··· Reading passage
Great Drama • R • 121 mins.

Is privacy possible in the Facebook Age?

     Jay (Jason Segel: How I Met Your Mother) and Annie (Cameron Diaz: The Other Woman) were insatiable. Their voracious sex life led to an unplanned pregnancy and marriage. Over a decade later, Jay and Annie still love each other, and they are flourishing professionally and personally, but their sex life has gone belly-up. Though both miss the intimacy, they can’t seem to find time for each other.
    Jay, who works at a radio station, has a complicated musical filing system that requires two iPads. For some reason, it also requires him to purchase new iPads every few months. He distributes his old ones to friends, family and occasionally business associates.
    Writer Annie’s popular blog on ­motherhood has attracted the attention of a huge corporation. They’d like her to be the face of their mommy blog, as long as she promises to keep the material wholesome. Thrilled at a chance to advance her career, which has stalled since the kids arrived, she plans to celebrate with a wild night of passion.
    Alas, Jay and Annie are no longer in synch. Things get awkward until Annie has a brilliant idea: Use Jay’s iPad to make a sex tape and spice up their DOA sex lives.
    Apparently, a camera lens is all you need to fix your marital ennui; the sex tape works like a charm. Happy to have reignited the spark, Annie tells Jay to delete the recording from the iPad. In post-coital bliss, Jay forgets and synchs his iPad to his computer. Now, thanks to the cloud and carelessness, Jay and Annie’s X-rated romp has been loaded onto all the iPads that Jay has given away.
    Can the couple retrieve them before their reputations are ruined? Or should they film a sequel?
    Rude, raunchy and ridiculous, Sex Tape is funny in spite of its plot. The misplaced sex tape has been done in sitcoms over the years, so the concept of a suburban couple terrified that their friends and family will find out that they have sex isn’t a new one. Still, the ease with which information is shared in the digital age could offer up some interesting problems for Annie and Jay.
    Director Jake Kasdan (Bad Teacher) isn’t interested in the implications of our media-obsessed culture. His interest is having Diaz flail and make funny faces while Segel flops from pratfall to pratfall. Nor is the crisis believable given what we know about the characters. It seems improbable that a guy who has cycled through at least six iPads in a year knows almost nothing about the cloud, which Segel’s Jay seems to think is a magical entity. There’s also a way to erase data remotely from synched iPads, but Segel and Diaz are too busy panicking to call tech support.
······
Please answer these questions about the movie review:
1. Where does Jay work?
2. What subject is Annie's popular blog about?
3. Who directed the film?
Draw your answers from the review only.
··· Stored data
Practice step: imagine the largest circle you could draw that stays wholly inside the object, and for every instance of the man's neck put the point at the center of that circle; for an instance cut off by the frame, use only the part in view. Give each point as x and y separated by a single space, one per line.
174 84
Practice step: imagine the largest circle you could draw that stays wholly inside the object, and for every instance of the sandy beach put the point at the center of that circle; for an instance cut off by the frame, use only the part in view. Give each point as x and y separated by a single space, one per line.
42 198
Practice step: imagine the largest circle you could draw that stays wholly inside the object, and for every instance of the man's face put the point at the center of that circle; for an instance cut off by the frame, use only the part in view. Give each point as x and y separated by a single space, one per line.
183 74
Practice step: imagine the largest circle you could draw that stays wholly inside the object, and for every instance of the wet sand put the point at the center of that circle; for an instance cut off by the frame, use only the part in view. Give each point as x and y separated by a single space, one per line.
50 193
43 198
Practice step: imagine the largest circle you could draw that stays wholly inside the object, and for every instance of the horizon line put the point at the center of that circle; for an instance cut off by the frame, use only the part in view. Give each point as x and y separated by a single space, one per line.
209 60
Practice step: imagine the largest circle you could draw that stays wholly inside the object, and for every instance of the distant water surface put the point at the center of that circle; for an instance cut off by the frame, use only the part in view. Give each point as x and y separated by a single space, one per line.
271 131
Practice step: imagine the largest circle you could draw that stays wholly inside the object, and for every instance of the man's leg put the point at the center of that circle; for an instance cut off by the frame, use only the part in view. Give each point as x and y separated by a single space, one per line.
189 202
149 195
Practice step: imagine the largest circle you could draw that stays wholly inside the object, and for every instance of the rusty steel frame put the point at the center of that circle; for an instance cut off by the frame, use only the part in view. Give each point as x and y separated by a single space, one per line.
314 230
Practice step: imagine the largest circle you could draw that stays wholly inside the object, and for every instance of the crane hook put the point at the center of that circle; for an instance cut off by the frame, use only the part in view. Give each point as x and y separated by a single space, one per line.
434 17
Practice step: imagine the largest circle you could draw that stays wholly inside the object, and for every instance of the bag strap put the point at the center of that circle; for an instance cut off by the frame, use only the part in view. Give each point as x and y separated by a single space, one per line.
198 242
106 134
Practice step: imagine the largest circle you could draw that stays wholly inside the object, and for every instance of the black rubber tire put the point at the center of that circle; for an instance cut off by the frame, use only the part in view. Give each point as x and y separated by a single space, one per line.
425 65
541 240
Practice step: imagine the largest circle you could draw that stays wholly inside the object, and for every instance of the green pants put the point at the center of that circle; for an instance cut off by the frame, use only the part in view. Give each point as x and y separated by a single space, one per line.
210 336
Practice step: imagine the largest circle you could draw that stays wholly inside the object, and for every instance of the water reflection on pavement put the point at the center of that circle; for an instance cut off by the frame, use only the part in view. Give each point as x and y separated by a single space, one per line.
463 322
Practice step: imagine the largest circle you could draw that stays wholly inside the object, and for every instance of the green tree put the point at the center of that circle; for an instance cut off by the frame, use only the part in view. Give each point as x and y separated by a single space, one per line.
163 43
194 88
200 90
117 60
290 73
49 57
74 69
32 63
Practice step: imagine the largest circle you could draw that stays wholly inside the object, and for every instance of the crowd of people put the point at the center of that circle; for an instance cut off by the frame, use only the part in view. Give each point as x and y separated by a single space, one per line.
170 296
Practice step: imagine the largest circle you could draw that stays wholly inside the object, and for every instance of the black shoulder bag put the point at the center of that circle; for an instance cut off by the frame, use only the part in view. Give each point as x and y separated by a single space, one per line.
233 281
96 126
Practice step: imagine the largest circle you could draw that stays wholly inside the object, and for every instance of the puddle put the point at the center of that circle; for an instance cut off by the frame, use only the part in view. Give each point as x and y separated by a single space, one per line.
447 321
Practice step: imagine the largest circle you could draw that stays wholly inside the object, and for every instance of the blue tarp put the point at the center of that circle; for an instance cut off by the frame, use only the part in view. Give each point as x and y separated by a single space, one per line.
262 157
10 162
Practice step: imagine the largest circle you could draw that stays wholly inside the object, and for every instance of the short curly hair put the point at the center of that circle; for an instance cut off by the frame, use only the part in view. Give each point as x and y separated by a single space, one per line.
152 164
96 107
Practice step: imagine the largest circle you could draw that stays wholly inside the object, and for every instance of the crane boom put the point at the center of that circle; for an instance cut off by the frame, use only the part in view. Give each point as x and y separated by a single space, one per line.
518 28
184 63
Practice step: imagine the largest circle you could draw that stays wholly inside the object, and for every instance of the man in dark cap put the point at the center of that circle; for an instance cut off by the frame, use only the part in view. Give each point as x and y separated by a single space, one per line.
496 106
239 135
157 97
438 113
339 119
······
Solved problem:
1. At a radio station.
2. Motherhood.
3. Jake Kasdan.